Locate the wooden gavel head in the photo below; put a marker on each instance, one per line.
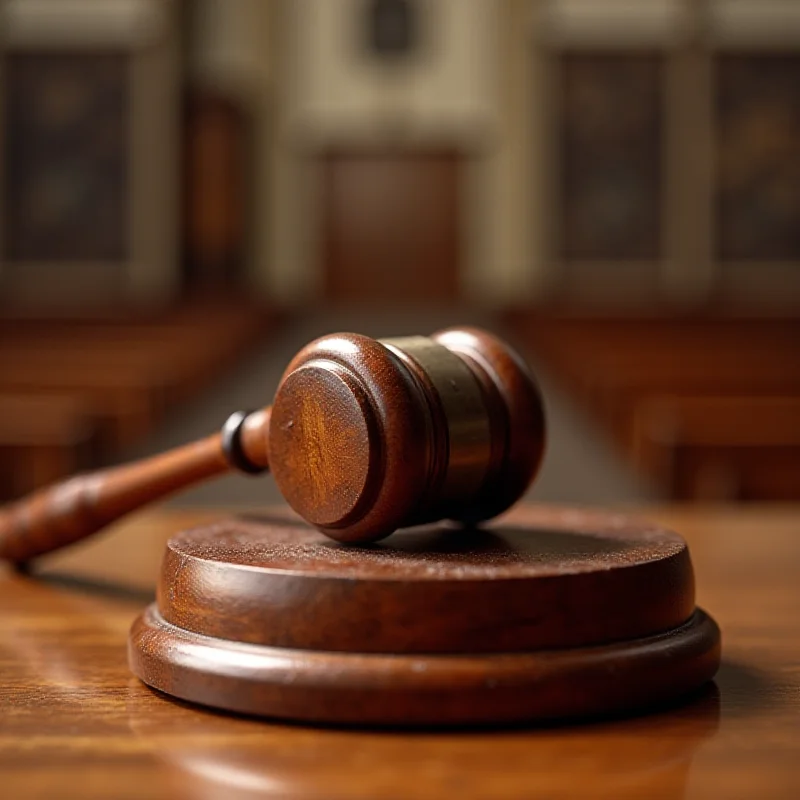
(364, 437)
(367, 435)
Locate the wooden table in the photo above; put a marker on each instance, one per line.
(75, 723)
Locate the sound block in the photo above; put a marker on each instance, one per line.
(548, 613)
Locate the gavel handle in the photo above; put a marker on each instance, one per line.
(67, 512)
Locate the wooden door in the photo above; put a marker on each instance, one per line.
(391, 227)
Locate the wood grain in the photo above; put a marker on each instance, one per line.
(76, 724)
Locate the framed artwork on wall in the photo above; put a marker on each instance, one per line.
(89, 164)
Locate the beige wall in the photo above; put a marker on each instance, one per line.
(315, 89)
(481, 83)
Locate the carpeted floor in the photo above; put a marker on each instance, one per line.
(580, 466)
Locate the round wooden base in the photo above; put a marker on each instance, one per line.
(547, 614)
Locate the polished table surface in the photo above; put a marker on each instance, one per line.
(75, 723)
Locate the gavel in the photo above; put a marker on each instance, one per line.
(364, 436)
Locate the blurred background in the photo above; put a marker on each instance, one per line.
(192, 189)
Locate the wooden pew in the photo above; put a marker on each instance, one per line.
(682, 396)
(43, 437)
(720, 448)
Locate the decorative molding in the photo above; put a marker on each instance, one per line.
(754, 24)
(83, 23)
(611, 23)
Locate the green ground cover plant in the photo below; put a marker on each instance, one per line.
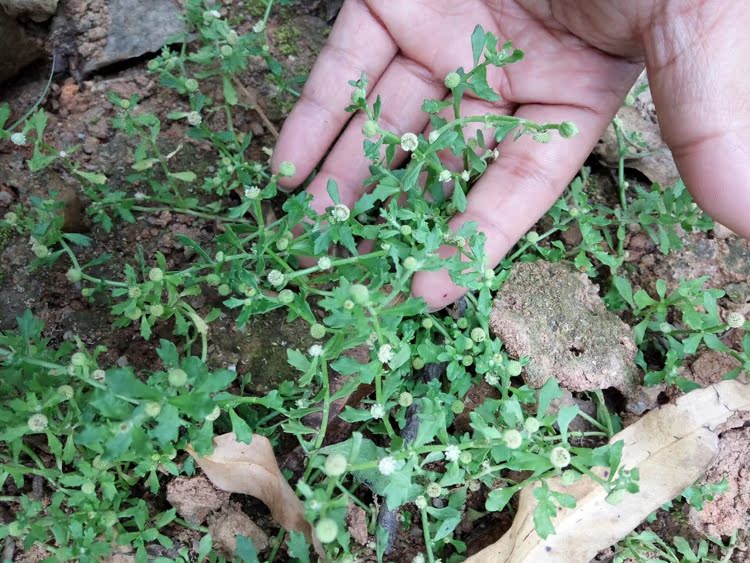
(113, 431)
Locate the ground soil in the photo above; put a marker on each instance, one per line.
(79, 114)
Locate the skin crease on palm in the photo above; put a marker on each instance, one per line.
(582, 57)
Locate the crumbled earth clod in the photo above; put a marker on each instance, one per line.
(231, 522)
(195, 498)
(554, 315)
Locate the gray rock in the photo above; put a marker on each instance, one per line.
(17, 48)
(38, 10)
(136, 28)
(553, 314)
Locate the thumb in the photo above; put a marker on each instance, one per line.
(700, 81)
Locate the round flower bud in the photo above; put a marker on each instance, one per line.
(66, 391)
(531, 425)
(156, 274)
(177, 377)
(370, 128)
(317, 331)
(736, 319)
(377, 411)
(409, 142)
(512, 438)
(152, 409)
(275, 278)
(287, 169)
(360, 294)
(433, 490)
(326, 530)
(385, 353)
(478, 335)
(568, 129)
(78, 359)
(156, 310)
(286, 296)
(18, 139)
(74, 275)
(37, 423)
(335, 465)
(194, 118)
(452, 79)
(514, 368)
(559, 457)
(213, 415)
(405, 399)
(410, 263)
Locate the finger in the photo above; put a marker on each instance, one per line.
(708, 126)
(517, 190)
(358, 44)
(402, 88)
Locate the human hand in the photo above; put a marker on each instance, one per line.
(582, 58)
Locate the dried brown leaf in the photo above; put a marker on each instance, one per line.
(672, 447)
(251, 469)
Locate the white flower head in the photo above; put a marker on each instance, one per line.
(18, 139)
(387, 466)
(385, 353)
(377, 411)
(194, 118)
(452, 453)
(340, 213)
(409, 142)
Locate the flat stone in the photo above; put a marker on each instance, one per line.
(135, 28)
(553, 314)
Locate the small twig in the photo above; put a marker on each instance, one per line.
(252, 102)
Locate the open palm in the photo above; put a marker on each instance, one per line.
(581, 59)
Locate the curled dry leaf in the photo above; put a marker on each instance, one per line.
(251, 469)
(672, 446)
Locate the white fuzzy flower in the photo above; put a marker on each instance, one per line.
(452, 453)
(387, 466)
(340, 213)
(194, 118)
(18, 139)
(445, 176)
(409, 142)
(377, 411)
(385, 353)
---+---
*TASK TO CARRY OUT*
The records above are to be copied exactly, with no pictures carried over.

*ANSWER SECTION*
Locate the wooden gavel head in the photo below; put a marker on each instance, one per line.
(364, 437)
(367, 435)
Locate the wooden table in the photo above; put a marker on each instance, one per line.
(75, 723)
Locate the sound block in the photo above; put a marker on each instance, one per line.
(548, 613)
Locate the gavel handle in the photo above; put a marker on each instance, one per line.
(67, 512)
Locate the wooden door in the photo above; put a marker on each instance, one per line.
(391, 227)
Locate the wood grain in the photo above; put a marker on each instance, one per line.
(76, 724)
Locate the framed artwork on wall in the photo above; put a marker on each instance, one per line.
(89, 164)
Locate the beige wall in the photo above; put a marker on each instance, one per line.
(315, 89)
(481, 83)
Locate the carpeted floor in the photo above; put a marker on each instance, one per line.
(580, 466)
Locate the round wooden base in the photo above; put a marker on each instance, one per line.
(547, 614)
Locate the polished table surface in the photo above; put a marker on each instance, one per line.
(75, 723)
Locate the gavel in the photo above; put a marker on each instance, one per line.
(364, 436)
Locate the blurred background in the photo above; put a marker on each instance, one per line.
(192, 189)
Locate the wooden pew in the photo above; put a marker on each instance, one per line.
(682, 396)
(43, 437)
(720, 448)
Locate the decorative molding in the photo above; put a marker on each instance, one per line.
(754, 24)
(83, 23)
(611, 23)
Locate the green ground cover plant in the photo below; put a marker on each instance, one per line.
(113, 431)
Locate the ground soil in the photo above; put a marker on each instance, one per line.
(79, 114)
Locate the skin crease on palm in the photo above; put a marker on each instance, one per line.
(582, 57)
Locate the crumbled earth clod in the photo above; put a marker on each instance, one per line.
(231, 522)
(195, 498)
(554, 315)
Locate the gray rock in the photo above; put a marker on each instance, one per line.
(17, 48)
(38, 10)
(136, 28)
(553, 314)
Locate the thumb in the photo above; put a marker on each instance, one per line.
(700, 81)
Locate the round flower bud in the photo above; put a marker on each instance, one per line.
(66, 391)
(531, 425)
(156, 274)
(177, 377)
(370, 128)
(317, 331)
(736, 319)
(377, 411)
(409, 142)
(512, 438)
(152, 409)
(275, 278)
(287, 169)
(360, 294)
(433, 490)
(326, 530)
(385, 353)
(478, 335)
(568, 129)
(78, 359)
(156, 310)
(286, 296)
(18, 139)
(74, 275)
(37, 423)
(335, 465)
(194, 118)
(452, 79)
(514, 368)
(559, 457)
(213, 415)
(405, 399)
(410, 263)
Locate the finger in the photo above; put a marker on each instance, one per line.
(708, 126)
(517, 190)
(358, 44)
(402, 88)
Locate the human hand in the photo above; put a marker on each instance, one per line.
(582, 58)
Locate the dried brown leaf in the photo above; put a marker on each instance, one per line.
(672, 447)
(251, 469)
Locate the white flower head in the photo above; put a marker on each instance, one per line.
(18, 139)
(387, 466)
(385, 353)
(377, 411)
(194, 118)
(452, 453)
(340, 213)
(409, 142)
Locate the flat stone in the photo above; put a marker on each instance, one per line.
(135, 28)
(553, 314)
Locate the small twig in the photo above; put a marker on each instance, one per line.
(252, 102)
Locate the open palm in the photo above; put a marker on each instance, one per line.
(581, 59)
Locate the curled dry leaf in the photo above; put a marker on each instance, one per line.
(251, 469)
(672, 446)
Locate the white fuzzy flower in the photo above; put a marker on each instance, one per line.
(452, 453)
(387, 466)
(340, 213)
(194, 118)
(18, 139)
(445, 176)
(409, 142)
(377, 411)
(385, 353)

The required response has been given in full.